Required action :: Each line of the data that mentions the string "below" needs to be identified and copied.

[Extracted material — start]

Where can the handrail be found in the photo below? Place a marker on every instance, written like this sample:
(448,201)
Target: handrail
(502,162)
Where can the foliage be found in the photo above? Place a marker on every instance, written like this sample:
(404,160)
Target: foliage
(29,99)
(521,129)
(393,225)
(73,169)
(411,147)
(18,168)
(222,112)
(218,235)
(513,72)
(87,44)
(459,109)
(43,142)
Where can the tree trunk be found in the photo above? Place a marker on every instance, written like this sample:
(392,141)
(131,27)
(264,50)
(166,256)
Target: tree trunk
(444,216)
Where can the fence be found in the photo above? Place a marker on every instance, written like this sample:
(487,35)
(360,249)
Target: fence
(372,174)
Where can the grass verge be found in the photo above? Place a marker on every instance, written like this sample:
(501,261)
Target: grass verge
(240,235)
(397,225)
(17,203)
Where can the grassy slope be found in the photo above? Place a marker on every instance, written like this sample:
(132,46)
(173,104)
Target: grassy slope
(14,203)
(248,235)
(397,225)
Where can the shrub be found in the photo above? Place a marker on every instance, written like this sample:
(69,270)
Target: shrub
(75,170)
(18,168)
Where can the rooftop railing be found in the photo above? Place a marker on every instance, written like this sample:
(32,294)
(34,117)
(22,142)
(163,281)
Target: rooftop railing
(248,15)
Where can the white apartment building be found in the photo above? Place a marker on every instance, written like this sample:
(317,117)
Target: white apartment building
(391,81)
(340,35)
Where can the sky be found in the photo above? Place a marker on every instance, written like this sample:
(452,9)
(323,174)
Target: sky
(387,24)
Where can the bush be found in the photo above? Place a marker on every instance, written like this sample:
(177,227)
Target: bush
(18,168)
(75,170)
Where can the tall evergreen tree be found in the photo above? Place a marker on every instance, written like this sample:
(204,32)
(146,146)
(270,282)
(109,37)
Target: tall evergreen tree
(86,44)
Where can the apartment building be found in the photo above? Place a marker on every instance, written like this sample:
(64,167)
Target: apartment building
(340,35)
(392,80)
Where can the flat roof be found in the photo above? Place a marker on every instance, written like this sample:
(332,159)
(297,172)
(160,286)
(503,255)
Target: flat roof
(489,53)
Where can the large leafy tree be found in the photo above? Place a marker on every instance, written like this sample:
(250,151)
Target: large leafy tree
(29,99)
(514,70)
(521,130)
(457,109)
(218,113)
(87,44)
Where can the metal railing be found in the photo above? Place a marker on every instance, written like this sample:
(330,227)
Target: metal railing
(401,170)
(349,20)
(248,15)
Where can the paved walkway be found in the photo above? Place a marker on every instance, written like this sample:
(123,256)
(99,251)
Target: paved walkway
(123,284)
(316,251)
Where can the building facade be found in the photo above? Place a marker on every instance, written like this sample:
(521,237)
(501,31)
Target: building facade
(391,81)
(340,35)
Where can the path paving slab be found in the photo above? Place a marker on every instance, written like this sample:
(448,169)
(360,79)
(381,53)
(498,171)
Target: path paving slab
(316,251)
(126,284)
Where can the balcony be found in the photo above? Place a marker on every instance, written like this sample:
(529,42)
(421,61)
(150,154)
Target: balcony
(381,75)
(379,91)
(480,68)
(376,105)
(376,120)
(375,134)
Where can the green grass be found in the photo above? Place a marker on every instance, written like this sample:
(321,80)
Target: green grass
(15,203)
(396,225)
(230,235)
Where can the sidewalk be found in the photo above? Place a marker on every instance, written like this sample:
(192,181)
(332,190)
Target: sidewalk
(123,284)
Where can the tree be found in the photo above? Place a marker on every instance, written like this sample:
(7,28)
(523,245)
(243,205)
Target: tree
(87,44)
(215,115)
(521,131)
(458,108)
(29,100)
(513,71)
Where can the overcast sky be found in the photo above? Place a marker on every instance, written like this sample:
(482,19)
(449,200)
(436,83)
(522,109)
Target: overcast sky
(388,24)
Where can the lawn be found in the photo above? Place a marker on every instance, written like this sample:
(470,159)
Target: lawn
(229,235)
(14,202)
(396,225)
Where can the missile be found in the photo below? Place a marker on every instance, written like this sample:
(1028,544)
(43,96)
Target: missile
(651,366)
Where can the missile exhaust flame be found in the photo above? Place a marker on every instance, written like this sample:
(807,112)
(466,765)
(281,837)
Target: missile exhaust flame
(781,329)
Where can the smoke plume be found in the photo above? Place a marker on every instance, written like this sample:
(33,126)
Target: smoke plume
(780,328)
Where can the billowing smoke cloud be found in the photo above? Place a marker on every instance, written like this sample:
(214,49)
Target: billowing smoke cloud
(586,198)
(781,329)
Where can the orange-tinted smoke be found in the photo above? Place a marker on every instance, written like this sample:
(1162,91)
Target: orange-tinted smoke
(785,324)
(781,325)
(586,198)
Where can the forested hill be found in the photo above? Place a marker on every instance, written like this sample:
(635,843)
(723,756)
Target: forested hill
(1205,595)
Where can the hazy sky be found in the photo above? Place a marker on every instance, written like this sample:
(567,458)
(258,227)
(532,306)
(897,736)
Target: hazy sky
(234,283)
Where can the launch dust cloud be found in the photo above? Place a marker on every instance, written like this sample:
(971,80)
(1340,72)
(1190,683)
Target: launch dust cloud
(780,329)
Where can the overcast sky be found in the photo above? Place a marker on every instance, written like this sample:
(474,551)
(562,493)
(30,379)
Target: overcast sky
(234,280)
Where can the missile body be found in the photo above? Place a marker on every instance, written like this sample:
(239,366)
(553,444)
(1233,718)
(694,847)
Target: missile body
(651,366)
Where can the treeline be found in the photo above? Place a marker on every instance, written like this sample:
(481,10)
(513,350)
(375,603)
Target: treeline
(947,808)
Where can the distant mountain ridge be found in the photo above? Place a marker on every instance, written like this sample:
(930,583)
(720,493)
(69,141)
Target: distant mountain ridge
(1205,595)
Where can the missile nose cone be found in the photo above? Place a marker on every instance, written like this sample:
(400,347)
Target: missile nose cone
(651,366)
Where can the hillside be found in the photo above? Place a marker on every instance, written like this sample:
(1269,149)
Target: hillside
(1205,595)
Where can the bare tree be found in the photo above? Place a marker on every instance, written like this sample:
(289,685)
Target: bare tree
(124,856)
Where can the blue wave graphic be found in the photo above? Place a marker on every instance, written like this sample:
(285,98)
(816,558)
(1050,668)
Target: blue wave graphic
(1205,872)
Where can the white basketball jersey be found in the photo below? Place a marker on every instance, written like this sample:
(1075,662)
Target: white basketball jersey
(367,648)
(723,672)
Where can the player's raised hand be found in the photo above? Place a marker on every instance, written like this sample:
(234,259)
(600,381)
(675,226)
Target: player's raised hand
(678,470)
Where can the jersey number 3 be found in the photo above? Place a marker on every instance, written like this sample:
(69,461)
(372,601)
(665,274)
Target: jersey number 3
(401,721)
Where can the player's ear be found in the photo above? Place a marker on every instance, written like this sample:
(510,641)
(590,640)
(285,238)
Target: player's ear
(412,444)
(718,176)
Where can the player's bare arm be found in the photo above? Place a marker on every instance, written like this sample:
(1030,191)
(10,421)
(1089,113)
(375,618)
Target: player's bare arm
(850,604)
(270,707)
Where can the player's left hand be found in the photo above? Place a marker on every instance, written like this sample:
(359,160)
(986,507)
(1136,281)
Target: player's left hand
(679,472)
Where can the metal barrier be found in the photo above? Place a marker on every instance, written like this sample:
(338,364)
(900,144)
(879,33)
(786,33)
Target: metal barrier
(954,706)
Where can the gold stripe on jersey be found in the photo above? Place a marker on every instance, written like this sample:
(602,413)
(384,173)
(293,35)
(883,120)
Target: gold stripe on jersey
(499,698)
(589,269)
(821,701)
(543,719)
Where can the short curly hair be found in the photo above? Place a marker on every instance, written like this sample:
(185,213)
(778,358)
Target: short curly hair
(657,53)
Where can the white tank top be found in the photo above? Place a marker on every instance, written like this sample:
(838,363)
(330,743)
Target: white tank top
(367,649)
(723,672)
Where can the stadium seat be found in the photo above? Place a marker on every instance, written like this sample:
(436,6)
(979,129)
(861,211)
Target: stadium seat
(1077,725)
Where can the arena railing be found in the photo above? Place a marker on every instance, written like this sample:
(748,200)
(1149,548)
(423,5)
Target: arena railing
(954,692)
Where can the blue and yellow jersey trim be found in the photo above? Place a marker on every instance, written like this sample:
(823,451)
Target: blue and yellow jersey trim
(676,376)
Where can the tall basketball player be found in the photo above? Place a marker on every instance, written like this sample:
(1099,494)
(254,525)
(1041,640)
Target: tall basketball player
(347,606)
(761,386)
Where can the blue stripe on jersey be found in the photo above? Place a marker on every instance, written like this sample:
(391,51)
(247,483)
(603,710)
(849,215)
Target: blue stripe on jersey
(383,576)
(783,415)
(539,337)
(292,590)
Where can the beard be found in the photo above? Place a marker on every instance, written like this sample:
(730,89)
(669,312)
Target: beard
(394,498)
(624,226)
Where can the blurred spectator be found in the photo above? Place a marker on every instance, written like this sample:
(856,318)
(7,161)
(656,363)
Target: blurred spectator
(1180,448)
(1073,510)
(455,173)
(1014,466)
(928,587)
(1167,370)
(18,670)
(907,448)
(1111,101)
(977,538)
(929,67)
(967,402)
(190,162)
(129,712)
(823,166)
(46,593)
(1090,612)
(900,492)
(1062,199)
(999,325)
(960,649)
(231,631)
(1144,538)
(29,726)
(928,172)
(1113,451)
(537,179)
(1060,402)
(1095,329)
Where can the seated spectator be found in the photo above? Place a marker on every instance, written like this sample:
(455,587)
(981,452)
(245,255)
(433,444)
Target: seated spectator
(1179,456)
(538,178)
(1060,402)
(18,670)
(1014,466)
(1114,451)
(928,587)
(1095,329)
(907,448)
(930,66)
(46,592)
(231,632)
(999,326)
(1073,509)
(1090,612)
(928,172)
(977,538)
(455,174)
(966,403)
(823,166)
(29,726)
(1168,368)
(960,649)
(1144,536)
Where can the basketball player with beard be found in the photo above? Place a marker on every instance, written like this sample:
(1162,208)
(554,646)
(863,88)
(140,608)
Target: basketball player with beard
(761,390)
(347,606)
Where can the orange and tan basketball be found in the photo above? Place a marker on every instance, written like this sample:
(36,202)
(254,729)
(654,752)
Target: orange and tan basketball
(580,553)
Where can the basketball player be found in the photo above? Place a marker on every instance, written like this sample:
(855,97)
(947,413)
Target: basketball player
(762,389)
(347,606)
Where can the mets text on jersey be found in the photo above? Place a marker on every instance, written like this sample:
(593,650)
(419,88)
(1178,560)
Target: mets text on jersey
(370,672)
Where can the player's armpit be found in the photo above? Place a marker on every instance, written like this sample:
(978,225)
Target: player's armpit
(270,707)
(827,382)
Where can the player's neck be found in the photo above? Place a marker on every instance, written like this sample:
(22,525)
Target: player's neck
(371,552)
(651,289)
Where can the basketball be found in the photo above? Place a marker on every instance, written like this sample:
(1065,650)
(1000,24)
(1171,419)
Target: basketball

[Extracted material — finish]

Answer to this task ::
Where can the handrail be found in the photo below? Place a marker on every instance, written like this sample:
Where can the missile be found in the photo below? Place a marker on every instance, written like this sample:
Where can the white basketball jersey be found in the photo below? Place a marker on every instance, written like this sample:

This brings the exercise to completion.